- Data provided:

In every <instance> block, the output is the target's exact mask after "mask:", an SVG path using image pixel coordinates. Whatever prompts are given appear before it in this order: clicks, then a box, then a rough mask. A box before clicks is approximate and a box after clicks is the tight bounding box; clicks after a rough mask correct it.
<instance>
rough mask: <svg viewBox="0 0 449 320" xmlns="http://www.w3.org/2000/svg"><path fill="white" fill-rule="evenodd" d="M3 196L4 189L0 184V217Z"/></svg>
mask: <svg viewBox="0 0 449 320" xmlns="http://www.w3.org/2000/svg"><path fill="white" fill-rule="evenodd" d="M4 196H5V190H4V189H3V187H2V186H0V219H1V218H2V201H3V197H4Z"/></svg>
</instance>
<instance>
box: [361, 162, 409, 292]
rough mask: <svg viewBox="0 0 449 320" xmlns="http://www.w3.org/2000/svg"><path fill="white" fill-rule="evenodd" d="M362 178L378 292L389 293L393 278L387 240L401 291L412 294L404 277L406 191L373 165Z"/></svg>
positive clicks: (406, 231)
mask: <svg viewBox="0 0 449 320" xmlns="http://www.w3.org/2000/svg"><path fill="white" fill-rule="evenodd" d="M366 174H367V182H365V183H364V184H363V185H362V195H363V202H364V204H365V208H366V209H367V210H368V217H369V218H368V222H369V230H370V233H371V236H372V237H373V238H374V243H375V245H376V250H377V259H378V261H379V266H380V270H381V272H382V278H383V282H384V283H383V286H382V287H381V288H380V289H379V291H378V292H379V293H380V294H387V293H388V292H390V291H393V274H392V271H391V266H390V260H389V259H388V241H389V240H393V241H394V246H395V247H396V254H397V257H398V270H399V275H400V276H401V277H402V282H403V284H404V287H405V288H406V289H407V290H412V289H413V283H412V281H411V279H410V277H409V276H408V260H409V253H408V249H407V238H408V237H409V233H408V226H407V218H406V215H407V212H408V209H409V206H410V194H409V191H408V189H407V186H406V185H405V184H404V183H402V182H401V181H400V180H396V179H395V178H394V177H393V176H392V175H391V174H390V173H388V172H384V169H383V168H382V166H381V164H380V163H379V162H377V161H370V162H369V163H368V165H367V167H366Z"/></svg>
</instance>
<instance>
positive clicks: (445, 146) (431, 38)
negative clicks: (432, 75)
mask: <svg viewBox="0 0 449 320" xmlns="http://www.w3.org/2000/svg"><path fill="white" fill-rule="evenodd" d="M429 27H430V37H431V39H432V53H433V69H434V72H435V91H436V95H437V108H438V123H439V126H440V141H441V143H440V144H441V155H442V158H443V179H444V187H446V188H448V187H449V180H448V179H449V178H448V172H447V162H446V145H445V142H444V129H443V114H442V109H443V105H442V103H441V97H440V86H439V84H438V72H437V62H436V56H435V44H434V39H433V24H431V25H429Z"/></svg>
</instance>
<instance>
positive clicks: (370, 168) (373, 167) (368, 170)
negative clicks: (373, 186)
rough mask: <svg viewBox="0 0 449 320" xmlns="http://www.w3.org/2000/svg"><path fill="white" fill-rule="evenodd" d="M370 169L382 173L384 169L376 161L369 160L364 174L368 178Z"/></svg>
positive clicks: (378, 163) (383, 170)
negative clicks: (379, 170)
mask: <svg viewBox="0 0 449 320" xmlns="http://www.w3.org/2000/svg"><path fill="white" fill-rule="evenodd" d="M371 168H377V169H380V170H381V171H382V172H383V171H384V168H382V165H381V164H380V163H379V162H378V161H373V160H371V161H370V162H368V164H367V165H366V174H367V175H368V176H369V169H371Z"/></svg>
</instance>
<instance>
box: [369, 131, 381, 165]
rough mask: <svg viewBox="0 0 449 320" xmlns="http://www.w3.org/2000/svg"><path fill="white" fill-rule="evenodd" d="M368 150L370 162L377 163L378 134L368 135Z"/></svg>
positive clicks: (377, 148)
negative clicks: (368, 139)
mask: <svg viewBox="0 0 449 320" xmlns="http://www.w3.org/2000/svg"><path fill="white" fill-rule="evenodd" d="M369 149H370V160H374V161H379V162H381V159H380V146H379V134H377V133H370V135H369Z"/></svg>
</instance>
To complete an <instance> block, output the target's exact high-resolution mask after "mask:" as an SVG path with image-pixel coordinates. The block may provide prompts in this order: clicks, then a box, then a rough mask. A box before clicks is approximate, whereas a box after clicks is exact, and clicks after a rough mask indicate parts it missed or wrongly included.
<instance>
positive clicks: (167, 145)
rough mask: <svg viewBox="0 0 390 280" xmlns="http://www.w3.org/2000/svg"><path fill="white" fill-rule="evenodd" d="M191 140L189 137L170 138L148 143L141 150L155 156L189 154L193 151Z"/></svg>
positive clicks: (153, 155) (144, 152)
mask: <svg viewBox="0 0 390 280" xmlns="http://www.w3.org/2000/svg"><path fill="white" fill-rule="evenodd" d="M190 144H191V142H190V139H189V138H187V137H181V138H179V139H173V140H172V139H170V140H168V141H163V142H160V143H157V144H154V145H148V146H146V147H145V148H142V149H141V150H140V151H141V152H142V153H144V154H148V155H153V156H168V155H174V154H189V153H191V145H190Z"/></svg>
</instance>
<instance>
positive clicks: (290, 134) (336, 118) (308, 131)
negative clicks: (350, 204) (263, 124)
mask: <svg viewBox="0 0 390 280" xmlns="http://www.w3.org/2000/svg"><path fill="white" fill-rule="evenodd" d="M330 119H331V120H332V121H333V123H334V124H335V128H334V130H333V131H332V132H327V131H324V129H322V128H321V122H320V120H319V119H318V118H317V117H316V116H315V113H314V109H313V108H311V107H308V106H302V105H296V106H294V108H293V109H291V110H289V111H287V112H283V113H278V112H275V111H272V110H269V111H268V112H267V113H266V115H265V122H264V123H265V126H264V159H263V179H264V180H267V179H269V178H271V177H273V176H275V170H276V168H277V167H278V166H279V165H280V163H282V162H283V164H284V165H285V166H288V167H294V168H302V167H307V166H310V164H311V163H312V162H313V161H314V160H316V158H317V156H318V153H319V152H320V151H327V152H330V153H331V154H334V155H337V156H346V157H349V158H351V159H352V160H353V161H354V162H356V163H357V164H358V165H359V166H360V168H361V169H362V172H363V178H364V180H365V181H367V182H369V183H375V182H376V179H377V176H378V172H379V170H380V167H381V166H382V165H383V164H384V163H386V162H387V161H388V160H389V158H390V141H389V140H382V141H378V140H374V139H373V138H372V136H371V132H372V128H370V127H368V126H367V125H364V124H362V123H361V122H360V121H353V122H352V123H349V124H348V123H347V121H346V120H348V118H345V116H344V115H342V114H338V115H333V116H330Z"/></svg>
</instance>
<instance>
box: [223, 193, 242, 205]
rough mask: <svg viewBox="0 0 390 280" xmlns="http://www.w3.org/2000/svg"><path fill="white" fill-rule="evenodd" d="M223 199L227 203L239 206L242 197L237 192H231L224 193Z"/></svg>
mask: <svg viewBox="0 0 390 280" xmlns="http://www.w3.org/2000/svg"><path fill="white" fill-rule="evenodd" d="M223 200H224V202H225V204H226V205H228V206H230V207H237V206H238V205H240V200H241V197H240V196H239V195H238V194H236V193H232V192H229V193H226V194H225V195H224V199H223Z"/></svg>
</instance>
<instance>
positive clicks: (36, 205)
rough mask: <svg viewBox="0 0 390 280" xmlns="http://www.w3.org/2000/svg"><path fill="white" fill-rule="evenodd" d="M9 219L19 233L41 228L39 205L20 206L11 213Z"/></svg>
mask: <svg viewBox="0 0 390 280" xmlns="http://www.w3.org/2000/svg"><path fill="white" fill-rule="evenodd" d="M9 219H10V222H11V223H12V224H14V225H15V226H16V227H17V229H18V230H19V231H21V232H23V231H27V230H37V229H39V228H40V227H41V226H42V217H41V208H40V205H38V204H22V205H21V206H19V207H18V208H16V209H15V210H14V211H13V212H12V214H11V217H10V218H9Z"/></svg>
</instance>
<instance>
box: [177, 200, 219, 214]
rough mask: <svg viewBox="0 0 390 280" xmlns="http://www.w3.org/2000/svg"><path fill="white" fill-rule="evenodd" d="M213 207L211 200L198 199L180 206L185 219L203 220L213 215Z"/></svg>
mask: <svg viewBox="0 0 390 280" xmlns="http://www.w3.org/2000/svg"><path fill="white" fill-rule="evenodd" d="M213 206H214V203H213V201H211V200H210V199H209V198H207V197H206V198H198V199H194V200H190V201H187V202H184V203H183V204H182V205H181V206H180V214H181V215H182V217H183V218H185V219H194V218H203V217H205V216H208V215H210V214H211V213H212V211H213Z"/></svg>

- Instructions to follow: Filter the data above by the word "output" and copy every line that matches.

- Answer area:
In every <instance> block, the output is the target's exact mask after "mask:", an SVG path using image pixel coordinates. Whatever prompts are given appear before it in this order: clicks, then a box, then a rough mask. A box before clicks is approximate and a box after clicks is the tight bounding box; clicks after a rough mask correct it.
To complete an <instance> block, output the target's exact high-resolution mask after "mask:" as an SVG path with image-pixel coordinates. The block may provide prompts in this order: clicks, then a box, then a rough mask. A box before clicks is approximate, whereas a box after clicks is exact, and clicks after a rough mask indicate parts it missed or wrongly included.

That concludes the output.